Input rows.
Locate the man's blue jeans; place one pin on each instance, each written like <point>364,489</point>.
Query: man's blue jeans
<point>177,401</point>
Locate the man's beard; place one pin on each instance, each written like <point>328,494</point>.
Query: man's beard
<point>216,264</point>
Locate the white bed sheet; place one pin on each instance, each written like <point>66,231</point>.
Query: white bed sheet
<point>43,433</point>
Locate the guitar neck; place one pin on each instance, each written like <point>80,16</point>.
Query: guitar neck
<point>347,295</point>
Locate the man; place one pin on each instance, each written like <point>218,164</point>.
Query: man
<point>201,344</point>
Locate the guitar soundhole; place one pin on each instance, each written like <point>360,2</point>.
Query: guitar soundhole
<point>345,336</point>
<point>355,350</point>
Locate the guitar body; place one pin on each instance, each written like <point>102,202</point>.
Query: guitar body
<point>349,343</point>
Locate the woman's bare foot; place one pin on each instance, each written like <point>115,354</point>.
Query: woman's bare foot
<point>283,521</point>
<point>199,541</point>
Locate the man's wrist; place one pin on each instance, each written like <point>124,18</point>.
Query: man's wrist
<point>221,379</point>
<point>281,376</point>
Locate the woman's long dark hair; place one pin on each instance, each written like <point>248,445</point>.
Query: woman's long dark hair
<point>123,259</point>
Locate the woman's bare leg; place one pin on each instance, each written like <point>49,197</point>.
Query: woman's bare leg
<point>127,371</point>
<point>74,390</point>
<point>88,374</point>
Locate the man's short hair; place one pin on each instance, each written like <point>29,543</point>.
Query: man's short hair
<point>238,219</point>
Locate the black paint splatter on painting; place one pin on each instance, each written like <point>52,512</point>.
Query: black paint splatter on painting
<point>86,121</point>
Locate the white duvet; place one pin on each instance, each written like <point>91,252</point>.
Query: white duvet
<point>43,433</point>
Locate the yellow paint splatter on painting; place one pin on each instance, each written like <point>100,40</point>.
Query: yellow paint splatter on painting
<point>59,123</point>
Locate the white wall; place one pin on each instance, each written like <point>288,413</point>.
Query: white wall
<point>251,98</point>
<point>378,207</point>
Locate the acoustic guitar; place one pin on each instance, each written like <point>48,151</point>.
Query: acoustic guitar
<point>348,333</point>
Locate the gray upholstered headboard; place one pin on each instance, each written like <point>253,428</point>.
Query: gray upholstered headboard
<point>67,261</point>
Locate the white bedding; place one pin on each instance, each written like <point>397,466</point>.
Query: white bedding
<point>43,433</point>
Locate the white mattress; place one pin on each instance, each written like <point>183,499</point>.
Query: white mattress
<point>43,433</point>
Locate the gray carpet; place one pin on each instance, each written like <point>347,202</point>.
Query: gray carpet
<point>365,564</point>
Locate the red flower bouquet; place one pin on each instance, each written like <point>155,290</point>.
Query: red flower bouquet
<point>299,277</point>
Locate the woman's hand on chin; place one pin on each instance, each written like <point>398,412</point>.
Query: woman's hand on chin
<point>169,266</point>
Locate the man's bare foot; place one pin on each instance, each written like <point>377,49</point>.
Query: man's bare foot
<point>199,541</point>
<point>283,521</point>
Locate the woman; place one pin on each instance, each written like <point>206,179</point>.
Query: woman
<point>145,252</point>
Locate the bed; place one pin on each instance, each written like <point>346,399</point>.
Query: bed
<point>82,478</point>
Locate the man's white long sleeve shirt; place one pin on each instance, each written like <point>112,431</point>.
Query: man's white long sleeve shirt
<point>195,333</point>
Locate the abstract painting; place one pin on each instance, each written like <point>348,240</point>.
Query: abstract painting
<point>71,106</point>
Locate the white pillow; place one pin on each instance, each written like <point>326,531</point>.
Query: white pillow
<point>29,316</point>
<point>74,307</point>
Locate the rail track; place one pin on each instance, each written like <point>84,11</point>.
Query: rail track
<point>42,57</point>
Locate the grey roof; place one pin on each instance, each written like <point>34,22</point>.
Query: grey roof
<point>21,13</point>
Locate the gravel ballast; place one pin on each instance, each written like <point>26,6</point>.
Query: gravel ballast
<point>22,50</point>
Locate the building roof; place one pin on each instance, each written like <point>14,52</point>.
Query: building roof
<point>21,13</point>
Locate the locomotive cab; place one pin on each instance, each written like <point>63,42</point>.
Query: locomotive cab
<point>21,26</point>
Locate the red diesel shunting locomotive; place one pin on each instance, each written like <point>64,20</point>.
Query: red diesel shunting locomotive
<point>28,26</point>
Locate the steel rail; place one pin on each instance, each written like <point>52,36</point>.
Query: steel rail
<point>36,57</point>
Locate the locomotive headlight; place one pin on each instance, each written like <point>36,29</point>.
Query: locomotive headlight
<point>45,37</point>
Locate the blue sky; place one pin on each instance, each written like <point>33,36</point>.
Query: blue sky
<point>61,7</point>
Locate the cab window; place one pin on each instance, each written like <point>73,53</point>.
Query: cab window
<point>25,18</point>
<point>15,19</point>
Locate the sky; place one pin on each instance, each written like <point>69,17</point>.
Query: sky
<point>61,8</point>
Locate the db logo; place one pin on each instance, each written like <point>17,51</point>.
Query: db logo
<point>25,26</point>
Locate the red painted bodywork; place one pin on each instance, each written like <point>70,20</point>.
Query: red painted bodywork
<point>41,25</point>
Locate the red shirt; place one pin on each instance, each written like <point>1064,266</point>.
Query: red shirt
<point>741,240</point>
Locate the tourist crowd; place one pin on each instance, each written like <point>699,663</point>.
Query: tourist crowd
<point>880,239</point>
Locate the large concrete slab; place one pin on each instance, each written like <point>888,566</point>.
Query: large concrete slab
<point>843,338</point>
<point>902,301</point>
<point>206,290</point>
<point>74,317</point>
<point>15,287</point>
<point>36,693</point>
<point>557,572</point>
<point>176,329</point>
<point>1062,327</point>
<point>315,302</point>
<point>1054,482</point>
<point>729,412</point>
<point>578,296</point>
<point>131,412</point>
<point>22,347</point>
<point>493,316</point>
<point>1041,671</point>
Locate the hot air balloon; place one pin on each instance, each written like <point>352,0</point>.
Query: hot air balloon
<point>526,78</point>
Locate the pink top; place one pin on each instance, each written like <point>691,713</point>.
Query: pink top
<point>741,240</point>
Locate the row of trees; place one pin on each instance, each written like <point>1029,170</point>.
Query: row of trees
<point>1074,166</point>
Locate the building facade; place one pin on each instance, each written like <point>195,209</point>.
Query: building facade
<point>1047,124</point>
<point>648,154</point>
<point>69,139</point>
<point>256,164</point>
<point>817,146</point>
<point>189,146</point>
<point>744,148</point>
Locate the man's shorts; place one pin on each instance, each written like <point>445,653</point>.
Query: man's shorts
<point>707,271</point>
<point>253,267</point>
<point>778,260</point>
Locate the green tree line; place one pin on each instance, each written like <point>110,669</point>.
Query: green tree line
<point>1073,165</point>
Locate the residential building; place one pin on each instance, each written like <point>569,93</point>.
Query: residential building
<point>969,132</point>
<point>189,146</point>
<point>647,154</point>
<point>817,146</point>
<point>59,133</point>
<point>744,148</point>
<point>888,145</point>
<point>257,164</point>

What is being asked. Please rewrite all the entries above with "place one pin" replaced by "drop one pin" and everything else left unchanged.

Solution for this problem.
Locate the man's blue jeans; drop one pin on each instance, each written like <point>364,489</point>.
Query: man's blue jeans
<point>177,401</point>
Locate the man's beard; drop one pin on each instance, each written like <point>328,494</point>.
Query: man's beard
<point>216,264</point>
Locate the white bed sheet; drop one pin on each instance, each written like <point>66,231</point>.
Query: white bed sheet
<point>43,433</point>
Locate the guitar neck; drop one pin on each instance, each written like <point>80,16</point>.
Query: guitar neck
<point>347,295</point>
Locate the man; drop one pin on each instance, each written like <point>218,164</point>.
Query: man
<point>201,344</point>
Locate the guitar soundhole; drop one pin on each instance, each written like <point>360,2</point>.
Query: guitar soundhole
<point>345,336</point>
<point>355,350</point>
Locate the guitar body; drop one pin on each instance, each written like <point>102,202</point>.
Query: guitar body
<point>349,343</point>
Locate the woman's bare foot; drop one pin on each instance, each written like <point>115,354</point>.
Query: woman's bare foot
<point>283,521</point>
<point>199,541</point>
Locate the man's wrist; drop one pin on each instance, each written like <point>124,18</point>.
Query: man's wrist
<point>221,379</point>
<point>281,376</point>
Locate the woman's long dark hair; drop one pin on each instance, each written like <point>248,445</point>.
Query: woman's long dark hair
<point>123,259</point>
Locate the woman's bare leg; drop one pin on each instance, each written like <point>49,197</point>.
Query: woman's bare leg
<point>127,371</point>
<point>74,390</point>
<point>88,374</point>
Locate the man's short hair; drop one pin on each instance, each written like <point>29,543</point>.
Query: man's short hair
<point>238,219</point>
Locate the black paint splatter on painting; drop one pin on each instance, each written like <point>52,512</point>.
Query: black paint splatter on painting
<point>86,121</point>
Locate the white duvet; drop one pin on each instance, each written like <point>91,252</point>.
Query: white duvet
<point>43,433</point>
Locate the yellow paint splatter on painting; drop one pin on each instance, each written like <point>100,40</point>.
Query: yellow paint splatter on painting
<point>59,123</point>
Locate the white wall; drop one pin on each instance, each written like <point>288,413</point>.
Query: white wall
<point>251,98</point>
<point>378,207</point>
Locate the acoustic guitar; drop one pin on each instance, each written like <point>48,151</point>.
Query: acoustic guitar
<point>348,333</point>
Locate the gray upholstered headboard; drop one pin on each instance, each written like <point>253,428</point>.
Query: gray upholstered headboard
<point>67,261</point>
Locate the white bedding; drop one pin on each instance, each written like <point>397,466</point>.
Query: white bedding
<point>43,433</point>
Locate the white mattress; drop one pin on each instance, each written like <point>183,499</point>.
Query: white mattress
<point>43,433</point>
Locate the gray carpet; drop one pin on each instance, each written like <point>347,202</point>.
Query: gray carpet
<point>365,564</point>
Locate the red flower bouquet; drop one pin on each instance, each written like <point>155,290</point>.
Query: red flower bouquet
<point>299,277</point>
Locate the woman's hand on chin; drop one pin on each instance, each written like <point>398,412</point>.
Query: woman's hand on chin
<point>169,266</point>
Locate the man's bare foot; drop one pin on each instance, each written like <point>377,49</point>.
Query: man's bare foot
<point>199,541</point>
<point>283,521</point>
Locate the woman; drop one pin on each instance, each written like <point>206,179</point>.
Query: woman
<point>145,252</point>
Locate the bed; drop one pin on each instance, each written like <point>346,399</point>.
Query: bed
<point>82,478</point>
Locate the man's white long sleeve shirt; drop one pin on each instance, each written like <point>112,431</point>.
Query: man's white long sleeve shirt
<point>195,333</point>
Locate the abstract painting; drop one pin on each instance, each written like <point>348,240</point>.
Query: abstract painting
<point>71,106</point>
Locate the white pillow; drop one pin on each instance, each written like <point>326,531</point>.
Query: white pillow
<point>29,316</point>
<point>74,307</point>
Locate the rail track; drop one pin on each instance, each written like <point>84,11</point>.
Query: rail track
<point>42,57</point>
Locate the grey roof; drop one pin on each instance, each written like <point>34,22</point>.
Query: grey roof
<point>21,13</point>
Locate the gravel ballast; drop one pin on each instance, each written like <point>26,6</point>.
Query: gravel ballast
<point>22,50</point>
Locate the building roof; drop one pin on each instance, each written like <point>14,52</point>.
Query: building roof
<point>21,13</point>
Locate the locomotive cab; drop one pin on each instance, each written like <point>63,42</point>.
Query: locomotive cab
<point>21,26</point>
Locate the red diesel shunting locomotive; drop one pin on each instance, each written like <point>64,20</point>.
Query: red diesel shunting locomotive
<point>28,26</point>
Locate the steel rail; drop one pin on each instance, each written like <point>52,36</point>.
Query: steel rail
<point>36,57</point>
Locate the locomotive headlight; drop one pin on each instance, each written like <point>36,29</point>.
Query: locomotive headlight
<point>45,37</point>
Locate the blue sky; drop one pin on each instance, each written like <point>33,36</point>.
Query: blue sky
<point>61,7</point>
Locate the cab window; drop one pin on each instance, each written like <point>73,53</point>.
Query: cab window
<point>25,18</point>
<point>15,19</point>
Locate the sky; drop one pin on each instance, each written like <point>69,17</point>.
Query: sky
<point>61,8</point>
Locate the db logo; drop one pin on each instance, each written like <point>17,51</point>.
Query: db logo
<point>25,26</point>
Locate the red painted bodywork; drop one pin on each instance, each written like <point>70,20</point>.
Query: red painted bodywork
<point>41,25</point>
Locate the red shirt; drop one pin on each instance, each written like <point>1064,266</point>.
Query: red shirt
<point>741,240</point>
Locate the tourist crowd; drop one pin on each instance, each written like <point>699,663</point>.
Query: tourist crowd
<point>880,239</point>
Locate the large concrete slab; drop one pin on each instance, each written like <point>888,566</point>.
Query: large concrete slab
<point>843,338</point>
<point>902,301</point>
<point>206,290</point>
<point>74,317</point>
<point>15,287</point>
<point>36,693</point>
<point>557,572</point>
<point>176,329</point>
<point>1062,327</point>
<point>315,302</point>
<point>1054,482</point>
<point>729,412</point>
<point>578,296</point>
<point>131,412</point>
<point>22,347</point>
<point>493,316</point>
<point>1041,671</point>
Locate the hot air balloon; drop one pin on each instance, each written like <point>352,0</point>.
Query: hot air balloon
<point>526,78</point>
Locate the pink top; drop one pin on each instance, each written like <point>691,713</point>.
Query: pink top
<point>741,240</point>
Locate the row of trees; drop one pin on each instance, each written like <point>1029,170</point>.
Query: row of trees
<point>1074,166</point>
Locate the building facade; drop one pin on each instance, each written like <point>195,209</point>.
Query: building facade
<point>1047,124</point>
<point>648,154</point>
<point>69,139</point>
<point>256,164</point>
<point>817,146</point>
<point>189,146</point>
<point>744,148</point>
Locate the man's shorts; drop one pin on each instance, each written like <point>445,653</point>.
Query: man's shorts
<point>707,271</point>
<point>253,267</point>
<point>778,260</point>
Locate the green tree line; drop one pin on each instance, each written like <point>110,669</point>.
Query: green tree line
<point>1073,165</point>
Locate the residential building; drop one pin on each instance, each written like <point>569,93</point>.
Query: residential building
<point>969,132</point>
<point>189,146</point>
<point>647,154</point>
<point>817,146</point>
<point>59,133</point>
<point>744,148</point>
<point>888,145</point>
<point>257,164</point>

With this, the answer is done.